> _Records for processing_
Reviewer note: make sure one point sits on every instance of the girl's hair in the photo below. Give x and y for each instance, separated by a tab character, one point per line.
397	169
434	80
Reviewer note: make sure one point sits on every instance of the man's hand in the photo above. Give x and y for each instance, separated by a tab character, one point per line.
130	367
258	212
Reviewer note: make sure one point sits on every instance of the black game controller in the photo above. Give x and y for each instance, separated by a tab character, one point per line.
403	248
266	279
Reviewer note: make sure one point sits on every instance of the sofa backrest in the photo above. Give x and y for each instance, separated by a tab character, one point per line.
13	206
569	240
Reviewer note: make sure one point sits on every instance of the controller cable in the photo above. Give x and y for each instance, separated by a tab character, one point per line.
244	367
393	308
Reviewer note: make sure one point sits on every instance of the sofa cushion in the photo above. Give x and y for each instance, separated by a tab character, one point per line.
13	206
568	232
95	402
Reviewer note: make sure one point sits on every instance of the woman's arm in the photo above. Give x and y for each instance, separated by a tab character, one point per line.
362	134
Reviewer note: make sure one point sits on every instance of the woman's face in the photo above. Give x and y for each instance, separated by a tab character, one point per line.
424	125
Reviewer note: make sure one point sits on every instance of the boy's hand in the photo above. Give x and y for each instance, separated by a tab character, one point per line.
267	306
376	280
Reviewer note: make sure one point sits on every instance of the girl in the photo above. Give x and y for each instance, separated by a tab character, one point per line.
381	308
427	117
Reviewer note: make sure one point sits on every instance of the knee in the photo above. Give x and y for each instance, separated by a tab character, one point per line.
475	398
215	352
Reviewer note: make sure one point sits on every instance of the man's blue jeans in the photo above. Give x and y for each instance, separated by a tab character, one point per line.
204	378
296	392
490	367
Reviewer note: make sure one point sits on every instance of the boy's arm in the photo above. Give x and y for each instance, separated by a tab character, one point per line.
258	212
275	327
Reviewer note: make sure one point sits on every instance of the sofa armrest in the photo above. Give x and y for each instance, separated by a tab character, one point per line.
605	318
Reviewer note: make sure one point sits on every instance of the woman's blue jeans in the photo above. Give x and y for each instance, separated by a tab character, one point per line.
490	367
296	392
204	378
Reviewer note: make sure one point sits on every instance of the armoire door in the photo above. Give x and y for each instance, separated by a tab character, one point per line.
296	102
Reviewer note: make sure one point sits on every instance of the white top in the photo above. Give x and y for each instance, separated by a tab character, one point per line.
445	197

> _Given instruction_
Your output consists solely of the lines from the one with "the girl in" through the last line, copied exactly.

> _Expected output_
Reviewer note: make sure one point sits on every instance of the girl in the photo above. Give x and y for each instance, separated by a tab character, one point per line.
381	308
427	117
Reviewer note: make sure one point sits on every instance of the knee in the photo above. Give x and y for each instance, separated by a tab character, one point per line.
475	398
215	352
Reviewer note: make sure one point sits on every instance of the man's blue jeans in the photo above. Give x and y for each instance, separated by a tab character, one point per line.
204	378
296	392
490	367
Reviewer note: make sure one point sits on every instance of the boy's arm in the photo above. Give x and y for each instance, separated by a tab character, one point per line.
258	212
275	327
Reviewer note: make sure one point sits on every instance of the sofa armrest in the photo above. Give x and y for each instance, separated by a tab character, one point per line.
605	318
Reviewer note: make sure one point sits on every instance of the woman's blue jeans in the photo above. Give x and y for each instance, separated by a tab character, one point per line.
490	367
296	392
204	378
Reviewer note: make sure one point sits on every instance of the armoire door in the photo above. Give x and y for each instance, separated by a tab character, one point per line.
296	102
Reviewer note: make sure one point sits on every instance of the white top in the photo above. Give x and y for each instance, separated by a tab character, one point per line.
445	197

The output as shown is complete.